Region annotation entries:
_ _ _ _

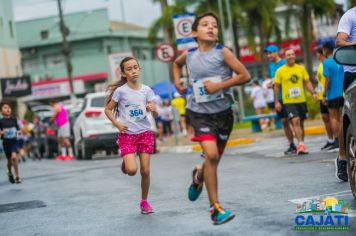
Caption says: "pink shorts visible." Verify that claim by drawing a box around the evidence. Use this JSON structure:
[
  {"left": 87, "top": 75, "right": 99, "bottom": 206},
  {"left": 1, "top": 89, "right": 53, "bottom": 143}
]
[{"left": 117, "top": 131, "right": 154, "bottom": 157}]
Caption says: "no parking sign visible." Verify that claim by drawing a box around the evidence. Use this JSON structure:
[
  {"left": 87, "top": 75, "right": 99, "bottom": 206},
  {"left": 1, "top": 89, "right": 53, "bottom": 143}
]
[
  {"left": 156, "top": 43, "right": 176, "bottom": 63},
  {"left": 173, "top": 13, "right": 198, "bottom": 51}
]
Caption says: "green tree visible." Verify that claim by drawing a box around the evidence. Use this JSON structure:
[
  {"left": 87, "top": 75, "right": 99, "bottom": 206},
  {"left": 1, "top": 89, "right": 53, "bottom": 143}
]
[
  {"left": 237, "top": 0, "right": 281, "bottom": 77},
  {"left": 282, "top": 0, "right": 334, "bottom": 74},
  {"left": 148, "top": 0, "right": 191, "bottom": 44}
]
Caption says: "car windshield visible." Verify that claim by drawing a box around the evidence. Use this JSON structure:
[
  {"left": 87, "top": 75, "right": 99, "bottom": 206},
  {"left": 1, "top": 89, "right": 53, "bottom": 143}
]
[{"left": 91, "top": 97, "right": 105, "bottom": 107}]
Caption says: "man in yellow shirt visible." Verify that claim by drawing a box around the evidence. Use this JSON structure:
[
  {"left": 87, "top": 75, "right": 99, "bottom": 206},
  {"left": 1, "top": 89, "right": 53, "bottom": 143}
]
[
  {"left": 274, "top": 49, "right": 318, "bottom": 155},
  {"left": 315, "top": 47, "right": 334, "bottom": 150},
  {"left": 171, "top": 92, "right": 187, "bottom": 136}
]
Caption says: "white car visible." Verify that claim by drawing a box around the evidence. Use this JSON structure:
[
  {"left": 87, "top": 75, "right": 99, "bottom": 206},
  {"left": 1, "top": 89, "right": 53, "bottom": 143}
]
[{"left": 73, "top": 92, "right": 118, "bottom": 159}]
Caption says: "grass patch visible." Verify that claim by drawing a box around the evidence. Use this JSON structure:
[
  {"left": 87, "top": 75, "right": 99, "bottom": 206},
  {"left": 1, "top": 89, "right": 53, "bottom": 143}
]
[{"left": 233, "top": 121, "right": 251, "bottom": 129}]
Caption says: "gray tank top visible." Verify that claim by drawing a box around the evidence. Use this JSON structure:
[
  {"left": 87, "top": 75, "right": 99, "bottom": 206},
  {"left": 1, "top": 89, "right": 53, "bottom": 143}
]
[{"left": 186, "top": 44, "right": 233, "bottom": 114}]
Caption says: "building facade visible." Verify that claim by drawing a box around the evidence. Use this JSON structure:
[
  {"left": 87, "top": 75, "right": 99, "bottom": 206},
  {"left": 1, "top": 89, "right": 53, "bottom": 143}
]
[{"left": 16, "top": 9, "right": 169, "bottom": 100}]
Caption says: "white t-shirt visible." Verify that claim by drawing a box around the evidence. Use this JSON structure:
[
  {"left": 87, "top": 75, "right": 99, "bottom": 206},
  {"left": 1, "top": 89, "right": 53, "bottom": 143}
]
[
  {"left": 251, "top": 86, "right": 267, "bottom": 108},
  {"left": 337, "top": 7, "right": 356, "bottom": 72},
  {"left": 161, "top": 105, "right": 173, "bottom": 121},
  {"left": 262, "top": 79, "right": 274, "bottom": 103},
  {"left": 112, "top": 84, "right": 155, "bottom": 134}
]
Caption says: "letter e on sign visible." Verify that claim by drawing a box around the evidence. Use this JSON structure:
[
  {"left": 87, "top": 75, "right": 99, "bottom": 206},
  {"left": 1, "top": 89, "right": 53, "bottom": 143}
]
[{"left": 156, "top": 43, "right": 176, "bottom": 63}]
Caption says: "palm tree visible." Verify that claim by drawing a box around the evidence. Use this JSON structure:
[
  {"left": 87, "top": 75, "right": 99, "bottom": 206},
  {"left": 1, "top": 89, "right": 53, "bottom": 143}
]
[
  {"left": 349, "top": 0, "right": 356, "bottom": 8},
  {"left": 282, "top": 0, "right": 334, "bottom": 74}
]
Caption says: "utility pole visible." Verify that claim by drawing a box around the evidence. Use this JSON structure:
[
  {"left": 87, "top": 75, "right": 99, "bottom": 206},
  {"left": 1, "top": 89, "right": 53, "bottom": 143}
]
[
  {"left": 57, "top": 0, "right": 76, "bottom": 102},
  {"left": 225, "top": 0, "right": 245, "bottom": 119}
]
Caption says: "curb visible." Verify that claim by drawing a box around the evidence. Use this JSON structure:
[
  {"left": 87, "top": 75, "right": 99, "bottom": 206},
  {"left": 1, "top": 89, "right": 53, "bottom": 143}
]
[
  {"left": 304, "top": 126, "right": 326, "bottom": 135},
  {"left": 160, "top": 125, "right": 326, "bottom": 153},
  {"left": 160, "top": 138, "right": 255, "bottom": 153}
]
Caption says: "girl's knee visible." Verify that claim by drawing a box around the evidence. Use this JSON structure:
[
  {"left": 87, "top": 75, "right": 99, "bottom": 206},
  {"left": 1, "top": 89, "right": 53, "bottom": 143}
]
[
  {"left": 126, "top": 166, "right": 137, "bottom": 176},
  {"left": 140, "top": 168, "right": 150, "bottom": 176}
]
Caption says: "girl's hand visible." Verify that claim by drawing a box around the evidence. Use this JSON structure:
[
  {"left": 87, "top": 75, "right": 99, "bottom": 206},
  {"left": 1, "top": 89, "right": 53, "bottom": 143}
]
[
  {"left": 204, "top": 81, "right": 220, "bottom": 94},
  {"left": 146, "top": 102, "right": 156, "bottom": 112},
  {"left": 116, "top": 123, "right": 128, "bottom": 133},
  {"left": 174, "top": 81, "right": 188, "bottom": 94},
  {"left": 274, "top": 101, "right": 282, "bottom": 112}
]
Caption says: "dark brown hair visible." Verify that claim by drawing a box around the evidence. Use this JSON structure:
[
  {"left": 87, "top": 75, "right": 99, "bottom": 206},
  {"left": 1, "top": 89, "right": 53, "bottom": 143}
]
[
  {"left": 0, "top": 101, "right": 11, "bottom": 110},
  {"left": 105, "top": 57, "right": 138, "bottom": 117},
  {"left": 192, "top": 12, "right": 219, "bottom": 32},
  {"left": 323, "top": 43, "right": 334, "bottom": 56}
]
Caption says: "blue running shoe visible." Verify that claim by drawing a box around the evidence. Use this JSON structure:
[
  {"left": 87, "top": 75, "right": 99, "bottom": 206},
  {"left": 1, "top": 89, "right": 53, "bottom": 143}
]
[
  {"left": 210, "top": 203, "right": 235, "bottom": 225},
  {"left": 188, "top": 167, "right": 203, "bottom": 201}
]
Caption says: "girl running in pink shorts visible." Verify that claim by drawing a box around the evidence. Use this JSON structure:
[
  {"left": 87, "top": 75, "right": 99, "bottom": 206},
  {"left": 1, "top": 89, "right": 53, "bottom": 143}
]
[{"left": 105, "top": 57, "right": 157, "bottom": 214}]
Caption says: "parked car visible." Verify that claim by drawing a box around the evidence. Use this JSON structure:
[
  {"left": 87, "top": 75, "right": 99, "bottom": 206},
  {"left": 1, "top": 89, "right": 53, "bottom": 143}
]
[
  {"left": 73, "top": 92, "right": 118, "bottom": 159},
  {"left": 334, "top": 45, "right": 356, "bottom": 199}
]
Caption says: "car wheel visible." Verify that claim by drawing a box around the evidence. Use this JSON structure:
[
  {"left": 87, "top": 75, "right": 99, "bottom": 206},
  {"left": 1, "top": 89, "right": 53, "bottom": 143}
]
[
  {"left": 80, "top": 139, "right": 93, "bottom": 160},
  {"left": 346, "top": 125, "right": 356, "bottom": 199}
]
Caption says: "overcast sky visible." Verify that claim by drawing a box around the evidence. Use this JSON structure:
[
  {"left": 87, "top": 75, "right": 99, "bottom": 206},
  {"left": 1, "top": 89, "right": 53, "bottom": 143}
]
[{"left": 12, "top": 0, "right": 160, "bottom": 27}]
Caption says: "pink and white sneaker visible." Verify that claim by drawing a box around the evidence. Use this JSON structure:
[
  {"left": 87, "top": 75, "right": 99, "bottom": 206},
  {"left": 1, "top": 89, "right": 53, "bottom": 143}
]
[
  {"left": 140, "top": 200, "right": 154, "bottom": 214},
  {"left": 121, "top": 160, "right": 127, "bottom": 175}
]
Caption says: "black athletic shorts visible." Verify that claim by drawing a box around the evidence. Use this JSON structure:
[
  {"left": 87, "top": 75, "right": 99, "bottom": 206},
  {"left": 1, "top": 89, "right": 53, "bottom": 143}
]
[
  {"left": 267, "top": 102, "right": 274, "bottom": 109},
  {"left": 285, "top": 102, "right": 308, "bottom": 120},
  {"left": 186, "top": 109, "right": 234, "bottom": 155},
  {"left": 320, "top": 101, "right": 329, "bottom": 114},
  {"left": 2, "top": 139, "right": 20, "bottom": 160},
  {"left": 328, "top": 97, "right": 344, "bottom": 109},
  {"left": 276, "top": 101, "right": 288, "bottom": 119}
]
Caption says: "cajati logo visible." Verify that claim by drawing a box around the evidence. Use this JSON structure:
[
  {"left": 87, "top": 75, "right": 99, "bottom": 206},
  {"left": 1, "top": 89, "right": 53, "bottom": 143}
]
[{"left": 294, "top": 197, "right": 350, "bottom": 230}]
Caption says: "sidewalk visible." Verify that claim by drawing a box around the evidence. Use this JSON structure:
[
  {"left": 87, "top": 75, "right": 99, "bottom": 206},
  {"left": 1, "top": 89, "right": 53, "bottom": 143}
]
[{"left": 158, "top": 119, "right": 325, "bottom": 153}]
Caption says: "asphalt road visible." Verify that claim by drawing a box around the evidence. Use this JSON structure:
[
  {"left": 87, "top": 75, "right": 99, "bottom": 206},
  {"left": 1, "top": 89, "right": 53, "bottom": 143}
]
[{"left": 0, "top": 136, "right": 356, "bottom": 236}]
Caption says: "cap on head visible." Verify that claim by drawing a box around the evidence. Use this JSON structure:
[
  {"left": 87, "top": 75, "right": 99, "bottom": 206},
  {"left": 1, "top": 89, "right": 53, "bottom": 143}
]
[
  {"left": 174, "top": 92, "right": 182, "bottom": 98},
  {"left": 264, "top": 44, "right": 279, "bottom": 52}
]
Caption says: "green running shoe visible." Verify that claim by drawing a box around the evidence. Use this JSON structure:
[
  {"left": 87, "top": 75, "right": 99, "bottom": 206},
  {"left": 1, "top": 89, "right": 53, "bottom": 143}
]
[
  {"left": 6, "top": 171, "right": 15, "bottom": 184},
  {"left": 210, "top": 203, "right": 235, "bottom": 225},
  {"left": 188, "top": 167, "right": 203, "bottom": 201}
]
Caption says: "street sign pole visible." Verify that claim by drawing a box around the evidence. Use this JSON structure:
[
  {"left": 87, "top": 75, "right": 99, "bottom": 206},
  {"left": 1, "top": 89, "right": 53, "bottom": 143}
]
[{"left": 225, "top": 0, "right": 245, "bottom": 120}]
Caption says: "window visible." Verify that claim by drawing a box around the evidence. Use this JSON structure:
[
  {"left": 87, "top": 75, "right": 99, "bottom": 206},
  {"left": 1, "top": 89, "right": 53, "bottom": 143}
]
[
  {"left": 132, "top": 47, "right": 155, "bottom": 60},
  {"left": 91, "top": 97, "right": 105, "bottom": 107},
  {"left": 40, "top": 30, "right": 49, "bottom": 39},
  {"left": 9, "top": 20, "right": 14, "bottom": 38},
  {"left": 23, "top": 59, "right": 39, "bottom": 73},
  {"left": 44, "top": 54, "right": 64, "bottom": 69}
]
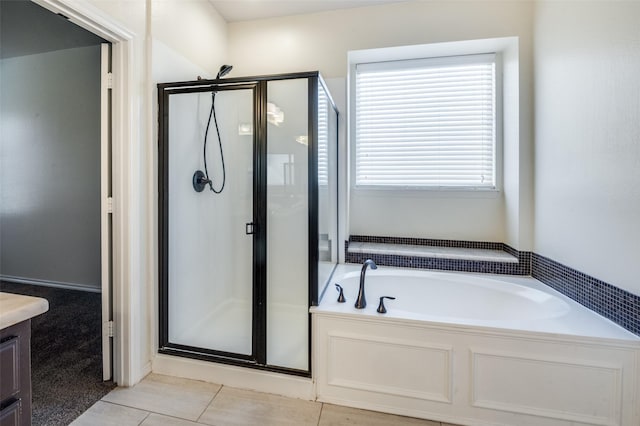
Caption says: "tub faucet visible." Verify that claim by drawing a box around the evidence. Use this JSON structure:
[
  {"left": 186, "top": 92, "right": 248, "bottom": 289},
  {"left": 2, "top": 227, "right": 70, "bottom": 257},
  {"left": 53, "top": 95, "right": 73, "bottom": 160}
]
[{"left": 354, "top": 259, "right": 378, "bottom": 309}]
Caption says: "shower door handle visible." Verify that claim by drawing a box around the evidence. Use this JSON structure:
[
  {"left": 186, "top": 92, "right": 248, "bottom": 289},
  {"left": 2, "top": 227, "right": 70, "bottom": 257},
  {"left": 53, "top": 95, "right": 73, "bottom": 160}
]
[{"left": 244, "top": 222, "right": 254, "bottom": 235}]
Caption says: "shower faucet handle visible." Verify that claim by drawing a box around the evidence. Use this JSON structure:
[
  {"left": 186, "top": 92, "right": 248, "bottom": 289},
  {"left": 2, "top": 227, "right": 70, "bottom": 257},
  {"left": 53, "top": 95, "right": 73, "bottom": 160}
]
[
  {"left": 244, "top": 222, "right": 255, "bottom": 235},
  {"left": 336, "top": 283, "right": 347, "bottom": 303},
  {"left": 376, "top": 296, "right": 396, "bottom": 314}
]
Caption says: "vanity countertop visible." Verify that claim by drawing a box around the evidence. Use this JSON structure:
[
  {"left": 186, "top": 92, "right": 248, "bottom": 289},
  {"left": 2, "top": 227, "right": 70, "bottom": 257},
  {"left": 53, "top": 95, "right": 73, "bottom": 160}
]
[{"left": 0, "top": 292, "right": 49, "bottom": 330}]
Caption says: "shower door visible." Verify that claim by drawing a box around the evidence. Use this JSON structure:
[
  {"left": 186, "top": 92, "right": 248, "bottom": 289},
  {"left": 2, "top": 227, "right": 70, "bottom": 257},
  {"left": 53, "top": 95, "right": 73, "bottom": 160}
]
[{"left": 159, "top": 83, "right": 263, "bottom": 362}]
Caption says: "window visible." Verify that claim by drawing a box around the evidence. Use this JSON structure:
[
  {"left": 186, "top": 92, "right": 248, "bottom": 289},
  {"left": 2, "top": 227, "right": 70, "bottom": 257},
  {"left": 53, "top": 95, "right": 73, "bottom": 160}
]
[{"left": 352, "top": 54, "right": 497, "bottom": 189}]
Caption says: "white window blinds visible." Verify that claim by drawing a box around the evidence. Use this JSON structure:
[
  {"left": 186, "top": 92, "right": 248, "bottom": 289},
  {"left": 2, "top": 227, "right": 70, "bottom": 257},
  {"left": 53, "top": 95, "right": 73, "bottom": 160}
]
[
  {"left": 355, "top": 54, "right": 496, "bottom": 189},
  {"left": 318, "top": 84, "right": 331, "bottom": 186}
]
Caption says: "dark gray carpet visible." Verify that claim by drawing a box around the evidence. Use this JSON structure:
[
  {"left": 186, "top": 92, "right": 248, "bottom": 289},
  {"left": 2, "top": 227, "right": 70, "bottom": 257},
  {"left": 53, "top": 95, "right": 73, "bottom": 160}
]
[{"left": 0, "top": 282, "right": 115, "bottom": 426}]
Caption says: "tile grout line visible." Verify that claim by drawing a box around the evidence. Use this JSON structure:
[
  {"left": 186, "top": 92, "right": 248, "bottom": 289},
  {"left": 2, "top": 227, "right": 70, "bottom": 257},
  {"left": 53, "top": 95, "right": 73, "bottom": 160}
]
[
  {"left": 135, "top": 407, "right": 151, "bottom": 426},
  {"left": 194, "top": 385, "right": 224, "bottom": 423}
]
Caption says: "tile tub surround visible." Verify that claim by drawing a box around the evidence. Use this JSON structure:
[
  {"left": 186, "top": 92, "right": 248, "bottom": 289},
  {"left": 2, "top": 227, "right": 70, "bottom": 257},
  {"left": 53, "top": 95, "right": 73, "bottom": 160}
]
[
  {"left": 72, "top": 374, "right": 455, "bottom": 426},
  {"left": 531, "top": 253, "right": 640, "bottom": 336},
  {"left": 345, "top": 235, "right": 640, "bottom": 336},
  {"left": 345, "top": 235, "right": 531, "bottom": 275}
]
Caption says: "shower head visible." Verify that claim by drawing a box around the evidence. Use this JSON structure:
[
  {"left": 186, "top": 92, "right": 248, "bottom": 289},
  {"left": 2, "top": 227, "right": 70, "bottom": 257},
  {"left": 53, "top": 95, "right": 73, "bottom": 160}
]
[{"left": 216, "top": 65, "right": 233, "bottom": 79}]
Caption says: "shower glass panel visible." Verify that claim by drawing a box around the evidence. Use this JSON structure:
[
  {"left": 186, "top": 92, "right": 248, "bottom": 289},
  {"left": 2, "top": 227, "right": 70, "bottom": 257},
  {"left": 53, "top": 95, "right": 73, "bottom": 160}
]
[
  {"left": 158, "top": 72, "right": 338, "bottom": 377},
  {"left": 267, "top": 78, "right": 309, "bottom": 370},
  {"left": 168, "top": 89, "right": 254, "bottom": 356},
  {"left": 317, "top": 84, "right": 338, "bottom": 295}
]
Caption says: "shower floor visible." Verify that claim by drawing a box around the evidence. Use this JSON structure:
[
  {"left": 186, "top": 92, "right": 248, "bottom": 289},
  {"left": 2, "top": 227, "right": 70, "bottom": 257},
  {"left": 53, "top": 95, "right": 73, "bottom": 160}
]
[{"left": 170, "top": 300, "right": 309, "bottom": 370}]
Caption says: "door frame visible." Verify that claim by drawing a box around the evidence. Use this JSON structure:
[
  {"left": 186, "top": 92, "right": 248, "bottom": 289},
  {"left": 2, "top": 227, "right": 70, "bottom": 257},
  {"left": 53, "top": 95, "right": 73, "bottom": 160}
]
[
  {"left": 157, "top": 80, "right": 267, "bottom": 366},
  {"left": 32, "top": 0, "right": 136, "bottom": 386}
]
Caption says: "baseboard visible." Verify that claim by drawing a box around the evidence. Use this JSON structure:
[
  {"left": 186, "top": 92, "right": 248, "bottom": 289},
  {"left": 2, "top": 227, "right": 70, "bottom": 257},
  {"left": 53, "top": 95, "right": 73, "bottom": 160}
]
[
  {"left": 0, "top": 274, "right": 102, "bottom": 293},
  {"left": 152, "top": 354, "right": 315, "bottom": 401}
]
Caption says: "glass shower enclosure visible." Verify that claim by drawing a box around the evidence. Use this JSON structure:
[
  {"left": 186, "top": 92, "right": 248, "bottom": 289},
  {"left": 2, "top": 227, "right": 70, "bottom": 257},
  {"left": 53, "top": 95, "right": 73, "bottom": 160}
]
[{"left": 158, "top": 72, "right": 338, "bottom": 376}]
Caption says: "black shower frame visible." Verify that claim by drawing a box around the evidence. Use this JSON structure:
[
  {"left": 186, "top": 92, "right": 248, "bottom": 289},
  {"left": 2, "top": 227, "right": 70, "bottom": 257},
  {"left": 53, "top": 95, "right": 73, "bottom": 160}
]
[{"left": 157, "top": 71, "right": 338, "bottom": 377}]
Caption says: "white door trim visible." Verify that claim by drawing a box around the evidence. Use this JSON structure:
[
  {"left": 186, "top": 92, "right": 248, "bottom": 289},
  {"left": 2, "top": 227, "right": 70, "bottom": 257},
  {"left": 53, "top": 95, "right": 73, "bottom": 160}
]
[{"left": 33, "top": 0, "right": 141, "bottom": 386}]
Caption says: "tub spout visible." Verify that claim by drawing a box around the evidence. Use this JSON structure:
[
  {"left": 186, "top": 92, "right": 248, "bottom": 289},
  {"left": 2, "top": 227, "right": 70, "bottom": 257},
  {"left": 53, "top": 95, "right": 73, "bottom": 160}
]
[{"left": 354, "top": 259, "right": 378, "bottom": 309}]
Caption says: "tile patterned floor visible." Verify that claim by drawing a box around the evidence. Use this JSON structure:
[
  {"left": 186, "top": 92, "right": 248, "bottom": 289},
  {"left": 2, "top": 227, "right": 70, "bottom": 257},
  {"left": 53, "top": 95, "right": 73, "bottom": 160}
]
[{"left": 71, "top": 374, "right": 455, "bottom": 426}]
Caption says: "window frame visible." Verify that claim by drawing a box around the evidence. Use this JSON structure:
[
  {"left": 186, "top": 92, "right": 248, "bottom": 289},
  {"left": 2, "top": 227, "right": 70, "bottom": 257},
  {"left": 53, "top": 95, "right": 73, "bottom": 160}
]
[{"left": 347, "top": 40, "right": 504, "bottom": 194}]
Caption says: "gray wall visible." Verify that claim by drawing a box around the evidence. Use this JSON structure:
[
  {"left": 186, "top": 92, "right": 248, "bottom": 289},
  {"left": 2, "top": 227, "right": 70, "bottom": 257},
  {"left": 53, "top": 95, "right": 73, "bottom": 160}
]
[{"left": 0, "top": 45, "right": 100, "bottom": 288}]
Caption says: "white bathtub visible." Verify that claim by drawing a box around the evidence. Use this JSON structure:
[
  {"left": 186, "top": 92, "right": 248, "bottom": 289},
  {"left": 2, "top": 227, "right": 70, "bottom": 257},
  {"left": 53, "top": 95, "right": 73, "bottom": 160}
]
[{"left": 311, "top": 265, "right": 640, "bottom": 426}]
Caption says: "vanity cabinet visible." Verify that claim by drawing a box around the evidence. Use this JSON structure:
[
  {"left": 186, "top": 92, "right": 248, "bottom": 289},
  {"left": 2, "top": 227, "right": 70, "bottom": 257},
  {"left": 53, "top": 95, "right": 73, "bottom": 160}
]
[{"left": 0, "top": 319, "right": 31, "bottom": 426}]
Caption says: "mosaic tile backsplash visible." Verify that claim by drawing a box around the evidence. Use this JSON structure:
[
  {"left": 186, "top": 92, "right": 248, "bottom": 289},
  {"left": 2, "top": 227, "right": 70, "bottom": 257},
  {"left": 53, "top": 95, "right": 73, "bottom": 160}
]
[
  {"left": 345, "top": 235, "right": 531, "bottom": 275},
  {"left": 531, "top": 253, "right": 640, "bottom": 336},
  {"left": 345, "top": 235, "right": 640, "bottom": 336}
]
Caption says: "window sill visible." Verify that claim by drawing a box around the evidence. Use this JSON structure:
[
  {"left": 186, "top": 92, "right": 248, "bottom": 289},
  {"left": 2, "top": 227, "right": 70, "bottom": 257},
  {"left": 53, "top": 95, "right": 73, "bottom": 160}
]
[{"left": 351, "top": 186, "right": 502, "bottom": 198}]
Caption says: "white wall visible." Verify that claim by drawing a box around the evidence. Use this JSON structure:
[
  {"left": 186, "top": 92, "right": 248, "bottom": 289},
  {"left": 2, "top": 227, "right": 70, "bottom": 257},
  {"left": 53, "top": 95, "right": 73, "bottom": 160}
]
[
  {"left": 535, "top": 1, "right": 640, "bottom": 294},
  {"left": 229, "top": 1, "right": 532, "bottom": 249},
  {"left": 0, "top": 45, "right": 101, "bottom": 290}
]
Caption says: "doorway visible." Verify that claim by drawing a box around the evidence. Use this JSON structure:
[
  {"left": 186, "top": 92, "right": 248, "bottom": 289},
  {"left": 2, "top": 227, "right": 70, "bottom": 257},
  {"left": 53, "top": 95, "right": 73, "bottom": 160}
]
[{"left": 0, "top": 1, "right": 113, "bottom": 420}]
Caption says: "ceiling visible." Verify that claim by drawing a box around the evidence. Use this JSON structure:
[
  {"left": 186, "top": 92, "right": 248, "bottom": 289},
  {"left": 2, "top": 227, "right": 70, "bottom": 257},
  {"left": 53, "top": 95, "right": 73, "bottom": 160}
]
[
  {"left": 0, "top": 0, "right": 105, "bottom": 59},
  {"left": 209, "top": 0, "right": 406, "bottom": 22}
]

_ _ _ _

Locate each line in the entries above that contains the word "vanity" and copy those lines out. The match is case-sensitive.

Caption says: "vanity countertop visible." Verify that claim by drawing a box around the evidence. Use this JSON structure:
Caption says: "vanity cabinet visible." Verify that claim by drawing a box around the evidence. Use this JSON structure:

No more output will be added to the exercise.